**Set problem**
Please carry on the article about New York's lawsuit against Valve over loot boxes, starting right after its last sentence.

**Page**
New York Attorney General Sues Valve Over Loot Boxes in CS2, TF2 and Dota 2, Calling Them "Quintessential Gambling"

Drama

26 February 2026 16:51

TL;DR

  • New York Attorney General Letitia James filed a lawsuit against Valve on February 26th, alleging that loot boxes in Counter-Strike 2, Team Fortress 2, and Dota 2 constitute illegal gambling under New York law, particularly as they target minors.
  • The suit describes Valve's loot box design in CS2 as resembling a "slot machine" and seeks to permanently stop the practice alongside financial disgorgement and fines, citing billions in revenue Valve has generated from the system.


The legal pressure on loot boxes in the games industry just reached a new level. New York Attorney General Letitia James filed a lawsuit against Valve on February 26th, targeting the loot box systems in three of the most-played games on Steam: Counter-Strike 2, Team Fortress 2, and Dota 2. The suit frames Valve's approach as illegal gambling under New York's Constitution and Penal Law, and it is seeking both a permanent injunction against the practice and financial penalties that reflect the scale of what the AG's office describes as a deliberate and profitable scheme targeting young players.

For a games industry that has spent years debating whether loot boxes constitute gambling without reaching a definitive legal consensus, a direct lawsuit is significant.

What the Lawsuit Actually Claims

The Office of the Attorney General's core argument is that Valve's loot box model fits the definition of gambling under New York law and that the company has knowingly built and marketed that system toward an audience that includes teenagers and younger children.

James was direct in her public statement: "Illegal gambling can be harmful and lead to serious addiction problems, especially for our young people. Valve has made billions of dollars by letting children and adults alike illegally gamble for the chance to win valuable virtual prizes. These features are addictive, harmful, and illegal, and my office is suing to stop Valve's illegal conduct and protect New Yorkers."

The suit accuses Valve of having "made billions of dollars luring its users, many of whom are teenagers or younger, to engage in gambling." That framing of the audience is central to the legal strategy. New York's gambling laws prohibit the practice outright with limited exceptions, and the OAG's position is that loot boxes do not qualify for any of those exceptions. The argument is not simply that the system is unethical; it is that it is unlawful under existing state law.

The specific description of Counter-Strike 2's loot box process is notable. The lawsuit characterises it as resembling "a slot machine" and draws explicit parallels to casino game design, noting that the mechanics are similar to what casino games "use to entice players to spend money in the hopes of winning something valuable." That comparison to slot machine psychology is the crux of the legal theory: that the variable reward structure, the visual presentation, and the monetary stakes combine to create something that functions as gambling regardless of the digital delivery mechanism.

Why CS2 Cases and Valve Are Central to This Fight

Valve occupies a uniquely position in any legal challenge around loot boxes and gambling. The Counter-Strike skin economy is one of the most complex in gaming.

CS2 weapon skins exist on a genuine secondary market where items can trade for anywhere from pennies to tens of thousands of dollars. The most coveted skins, such as rare knife patterns and StatTrak factory-new versions of popular rifles, have sold for sums that rival luxury goods in the physical world. A Dragon Lore AWP in perfect condition, for instance, has historically fetched prices exceeding $100,000 in private sales.

**Recorded information**
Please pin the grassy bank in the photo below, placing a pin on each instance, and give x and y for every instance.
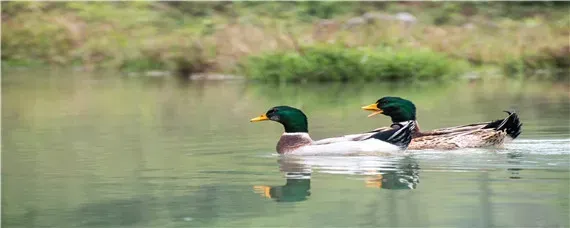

**Response**
That secondary market transforms what might otherwise be dismissed as mere cosmetic items into assets with real financial value, which is precisely the detail that makes CS2's loot box system harder to defend on gambling grounds than most. When the prizes have objective and sometimes substantial monetary worth, the argument that opening cases is not gambling becomes considerably more difficult to sustain.

Team Fortress 2 and Dota 2 are included in the suit alongside CS2, covering three of Valve's most-played titles and suggesting the OAG has taken a broad view of the systemic nature of the alleged conduct rather than treating CS2 as an isolated case.

Valve has not yet issued a public response to the lawsuit.

The New York lawsuit lands at a moment when the global legal status of loot boxes is genuinely contested and moving in different directions depending on jurisdiction.

Belgium and the Netherlands moved aggressively early, with Belgium declaring certain loot box implementations illegal under gambling law in 2018. That ruling forced EA to remove the feature from FIFA Ultimate Team in Belgian and Dutch markets, demonstrating that enforcement is possible and that major publishers will comply when legally required to. EA later reintroduced a modified system after successfully challenging the ruling in Belgian courts.

Australia conducted a comprehensive government inquiry into loot boxes in recent years, with multiple reports recommending tighter regulation, though federal legislative action has moved slowly. The United Kingdom's Gambling Commission has issued guidance suggesting some loot boxes meet the legal definition of gambling, but comprehensive statutory reform has stalled in Parliament.

The two most recent international developments sit on opposite ends of the spectrum. Last month, the Supreme Court of Austria ruled that loot boxes in FIFA do not constitute gambling, accepting the argument that skill is involved in how the items are used. That ruling represented a significant win for publishers defending the model in European courts. Just a few months earlier, in September, Brazil moved in the opposite direction, banning the sale of loot boxes to minors as part of broader online safety legislation targeting young users.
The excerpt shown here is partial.